* [Request]: Skip the pictures. Copy all the rest of the records down exactly.

* [Dataset excerpts]:

start

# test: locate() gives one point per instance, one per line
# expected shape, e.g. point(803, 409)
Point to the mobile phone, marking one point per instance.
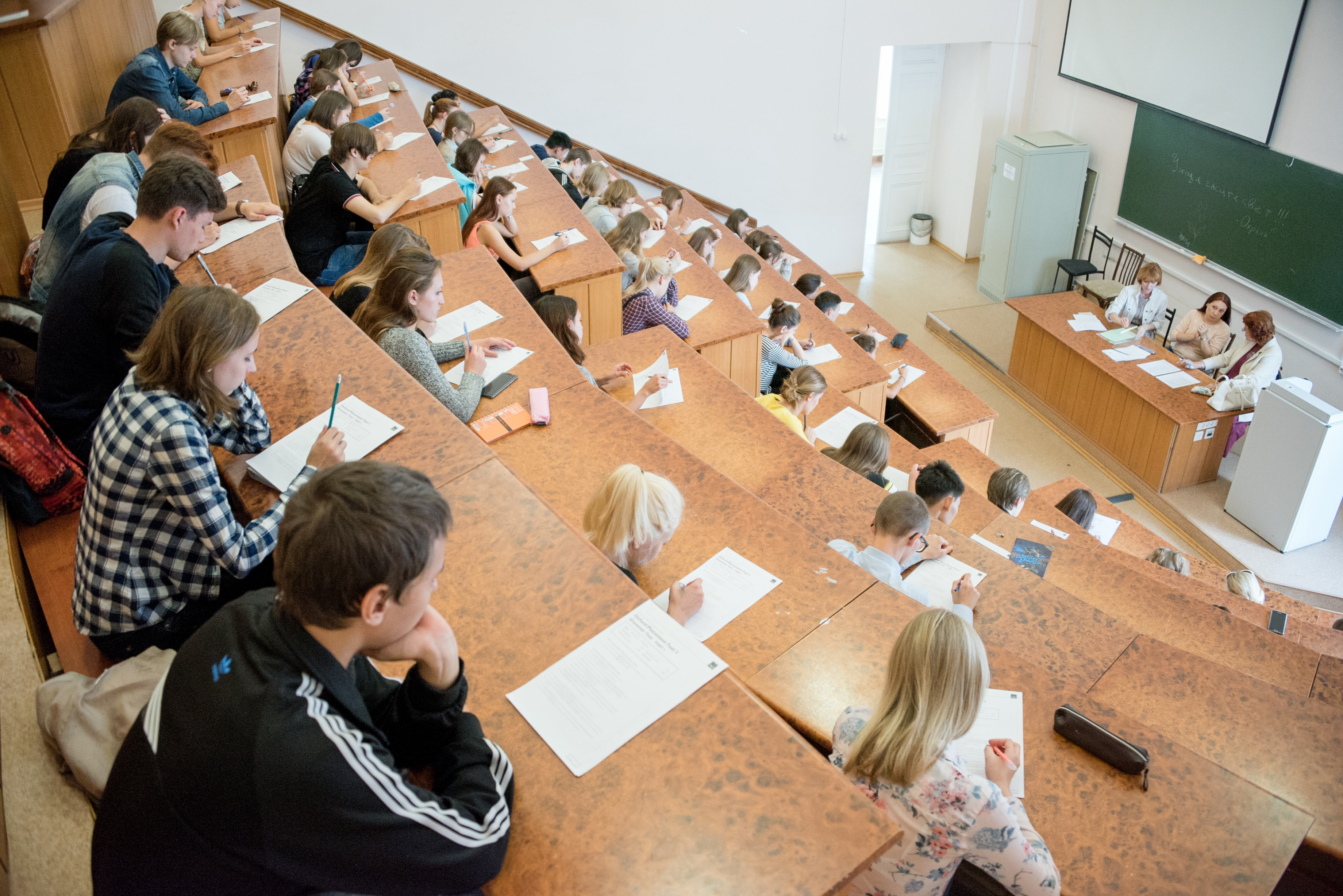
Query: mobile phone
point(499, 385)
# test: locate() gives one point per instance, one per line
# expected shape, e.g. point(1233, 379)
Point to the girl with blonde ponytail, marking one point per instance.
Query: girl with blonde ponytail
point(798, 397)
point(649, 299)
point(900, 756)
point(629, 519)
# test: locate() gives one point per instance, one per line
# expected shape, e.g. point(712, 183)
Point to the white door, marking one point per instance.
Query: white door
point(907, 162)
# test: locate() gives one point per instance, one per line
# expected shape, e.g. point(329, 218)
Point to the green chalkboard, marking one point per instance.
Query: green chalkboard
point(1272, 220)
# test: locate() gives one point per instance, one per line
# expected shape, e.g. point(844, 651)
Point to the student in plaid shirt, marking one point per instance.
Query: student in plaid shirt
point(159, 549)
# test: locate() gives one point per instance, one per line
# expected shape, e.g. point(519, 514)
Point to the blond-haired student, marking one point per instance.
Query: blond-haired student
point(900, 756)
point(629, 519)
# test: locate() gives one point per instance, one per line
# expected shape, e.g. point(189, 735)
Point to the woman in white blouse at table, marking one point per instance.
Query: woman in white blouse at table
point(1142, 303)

end

* [Correct result]:
# test: locate() gives one point per instance, one per line
# expected shape, e.g. point(803, 409)
Point to the mobile phone, marking one point per instance.
Query: mobile phone
point(499, 385)
# test: locate() gives one point per instance, one per line
# expected shape, e.g. point(1233, 379)
Point to the girl with blonde ponytail, marking one point per instance.
Query: girl with blonde ponytail
point(798, 397)
point(649, 299)
point(900, 756)
point(629, 519)
# test: locate() gives one point per instance, one per line
# expected shape, e.g. point(712, 183)
Point to the white door, marking one point per instance.
Query: white door
point(907, 162)
# test: locate() gives one point per instance, one per line
# expected shape, e.g. point(329, 218)
Point to the green chalkboard, marking one point per instance.
Query: green chalkboard
point(1272, 220)
# test: locate() gives one point per instance, one per line
# expected shape, e.g. point(844, 651)
Point to the student in plaid shirt, marking one point per instance.
Query: student in plaid shirt
point(159, 549)
# test: locate() gives one point per instance, one per line
# expected shape, e.g. point(519, 514)
Point to the blond-haired student, marking one point per instance.
Query: blond-haired student
point(900, 756)
point(629, 519)
# test: locate() gives one point per instance, one per line
# expected shape, e.g. point(189, 735)
Point to the woman in white blouse at table, marking one point per instance.
Query: woman in white blouse at table
point(1142, 303)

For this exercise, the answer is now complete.